The European Union in times of celebration and need, stands by Georgia’s side. It is said that real friends are especially revealed during hard times, and in support of that theory, on December 14, the EU announced a €60 million (approx. GEL 240 million) grant to assist Georgia in coping with the COVID-19 pandemic.
This is the first payment of the EU’s €75 million (approx. GEL 300 million) ‘COVID-19 Resilience Contract for Georgia’, through which the EU will support the country’s Anti-Crisis Economic Plan.
This contract goes back to September 29, when EU Commissioner for Neighborhood and Enlargement Olivér Várhelyi and the Prime Minister of Georgia, Giorgi Gakharia, signed two financing agreements worth €129 million. One of them was the ‘COVID-19 Resilience Contract for Georgia.’ Worth €54 million in grants, another agreement signed back in autumn was the ‘EU4 Integrated Territorial Development’ program, targeting the economic development of regions outside the capital. Both agreements aim to assist Georgia in coping with the COVID-19 outbreak and its impact on the country’s economy.
The plan is composed of measures to reduce the negative effects of income loss, aimed at preserving jobs, supporting businesses and strengthening the healthcare system. The overall goal of the support is to help citizens and businesses in Georgia recover from the impact of the pandemic.
The payment follows the EU’s transfer of €100 million (approximately GEL 400 million) in loans for macro-financial assistance on November 25. Both of the payments are part of the wider GEL 1.5 billion EU support package for Georgia, which also focuses on support for the health sector, social sector and economic recovery.
“The EU continues to stand firmly by Georgia during the pandemic. This GEL 240 million grant payment is a key part of the GEL 1.5 billion assistance package that the EU and Team Europe mobilized last spring. They are aimed at helping the government respond to the pandemic and support Georgian citizens to cope with the serious challenges so many are facing these days,” said Carl Hartzell, EU Ambassador to Georgia.
This disbursement was approved after the Government’s Anti-Crisis Economic Plan, economic policies, public finance management and budget transparency had been verified. The remaining funds will be disbursed based on an assessment of government measures, including the delivery of social assistance for vulnerable households, support to businesses who have retained jobs, and an increase in the number of beds in Intensive Care Units.
Over the last two months, Georgia looks to have been going through its “peak” phase of pandemic infections, with case numbers progressively rising, and at one point reaching almost 5,000 cases daily. Having held the elections, and as people started protesting its results in the street, the restrictions were tightened again at the end of November as the country saw a surge of COVID cases, continuously recording over 4000 cases a day. It can be said that the national curfew from 9pm to 5am, and the closing down of all but essential institutions, has reduced the spread of the virus, or rather, its speed. Currently, Georgia takes 43rd place in the world by the number of infections (201,368, at the time of writing). On Thursday, 2981 new cases were registered in the country, 31 new deaths and 2001 recoveries.

### [SUPPLIED MATERIAL]
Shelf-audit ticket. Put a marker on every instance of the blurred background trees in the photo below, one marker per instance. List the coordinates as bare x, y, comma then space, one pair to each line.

### [ACTIVITY]
In the article on EU aid to Georgia, on what date did the EU transfer €100 million in loans for macro-financial assistance?

### [FINISHED EXERCISE]
November 25